(Point placement records)
^^^^^^^^

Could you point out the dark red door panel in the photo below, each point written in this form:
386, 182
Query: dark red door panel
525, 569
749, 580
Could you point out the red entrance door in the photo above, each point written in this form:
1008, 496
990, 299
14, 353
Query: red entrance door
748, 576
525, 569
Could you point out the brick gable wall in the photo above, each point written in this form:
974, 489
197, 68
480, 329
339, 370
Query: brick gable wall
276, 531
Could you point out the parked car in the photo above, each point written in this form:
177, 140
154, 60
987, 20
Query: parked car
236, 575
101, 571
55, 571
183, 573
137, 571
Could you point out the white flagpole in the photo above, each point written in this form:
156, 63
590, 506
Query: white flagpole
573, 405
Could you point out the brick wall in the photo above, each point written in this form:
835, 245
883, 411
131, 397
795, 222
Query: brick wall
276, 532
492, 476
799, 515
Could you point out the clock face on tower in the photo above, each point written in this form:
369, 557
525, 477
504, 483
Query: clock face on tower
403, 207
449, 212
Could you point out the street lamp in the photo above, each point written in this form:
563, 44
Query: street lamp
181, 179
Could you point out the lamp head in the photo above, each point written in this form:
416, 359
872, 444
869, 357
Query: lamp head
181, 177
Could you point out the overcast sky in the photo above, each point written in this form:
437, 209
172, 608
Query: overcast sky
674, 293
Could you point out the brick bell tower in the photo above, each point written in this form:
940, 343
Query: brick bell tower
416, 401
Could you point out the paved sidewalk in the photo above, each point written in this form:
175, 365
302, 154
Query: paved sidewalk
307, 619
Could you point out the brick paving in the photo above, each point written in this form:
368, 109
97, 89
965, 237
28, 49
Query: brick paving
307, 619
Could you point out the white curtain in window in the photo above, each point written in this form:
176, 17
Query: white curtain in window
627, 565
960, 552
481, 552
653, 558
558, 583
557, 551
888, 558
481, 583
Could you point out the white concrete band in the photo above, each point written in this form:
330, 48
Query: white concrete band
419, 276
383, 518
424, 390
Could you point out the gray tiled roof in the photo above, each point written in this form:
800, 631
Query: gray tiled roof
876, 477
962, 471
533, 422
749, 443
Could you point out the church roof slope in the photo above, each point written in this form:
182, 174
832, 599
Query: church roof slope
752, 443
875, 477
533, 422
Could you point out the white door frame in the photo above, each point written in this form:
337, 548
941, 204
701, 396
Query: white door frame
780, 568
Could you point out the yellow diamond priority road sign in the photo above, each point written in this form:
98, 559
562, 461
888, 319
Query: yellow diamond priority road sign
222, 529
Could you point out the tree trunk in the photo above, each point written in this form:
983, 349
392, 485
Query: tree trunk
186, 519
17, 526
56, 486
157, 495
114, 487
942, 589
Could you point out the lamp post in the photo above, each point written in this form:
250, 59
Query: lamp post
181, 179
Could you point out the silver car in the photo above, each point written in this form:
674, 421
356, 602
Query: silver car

^^^^^^^^

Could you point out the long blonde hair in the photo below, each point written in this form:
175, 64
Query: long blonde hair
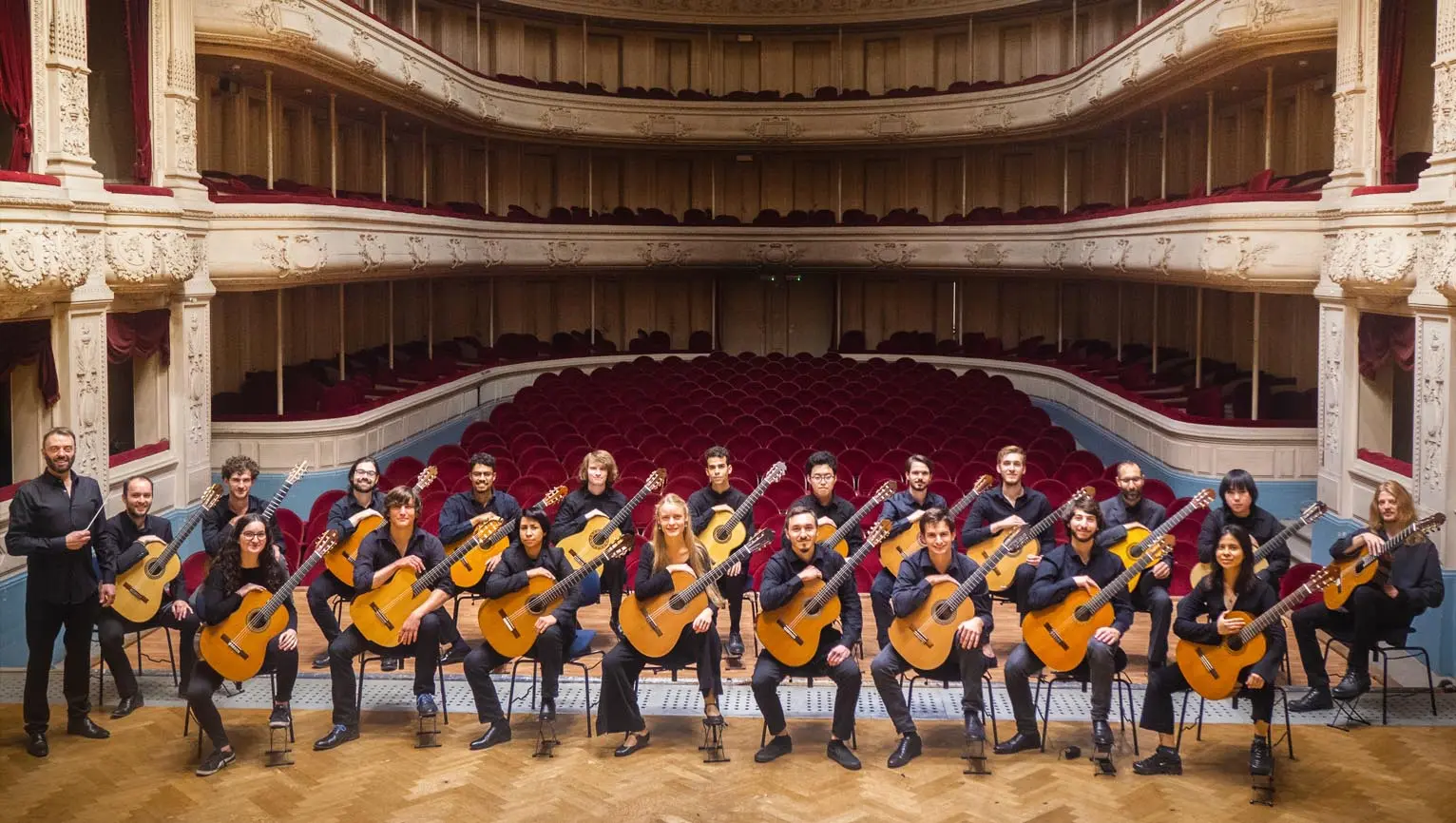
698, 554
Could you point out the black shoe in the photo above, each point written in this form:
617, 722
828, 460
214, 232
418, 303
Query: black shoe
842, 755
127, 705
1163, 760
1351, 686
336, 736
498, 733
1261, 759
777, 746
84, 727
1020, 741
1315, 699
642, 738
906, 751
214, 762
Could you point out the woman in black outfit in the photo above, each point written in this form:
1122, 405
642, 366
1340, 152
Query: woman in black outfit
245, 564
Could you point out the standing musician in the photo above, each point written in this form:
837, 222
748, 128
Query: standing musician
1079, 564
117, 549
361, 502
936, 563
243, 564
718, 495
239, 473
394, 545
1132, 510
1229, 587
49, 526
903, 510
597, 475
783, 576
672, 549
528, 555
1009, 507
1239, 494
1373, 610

^^^^^^^^

- WRITTEN REQUEST
Extract and repeat the lines above unchanged, starting at the line that contains "Could you point out the yellow" and ending at the line that contains "Query: silver car", with both of those lines included.

- RESPONSE TO THE EXERCISE
Could you point out the yellow diamond priority road sign in the photo above, each point written in this form:
98, 559
562, 461
888, 319
Query: yellow diamond priority road sign
222, 529
Could you point out the tree trunk in the photo above, each point written in this form:
983, 349
392, 485
Query: tree trunk
186, 519
17, 526
56, 486
157, 495
114, 487
942, 589
Could you point out the lamp post in the photo above, each point written in this form:
250, 59
Query: lamp post
181, 179
Could you point out the silver car in the photo above, each point written in this form:
674, 421
356, 602
Query: silver car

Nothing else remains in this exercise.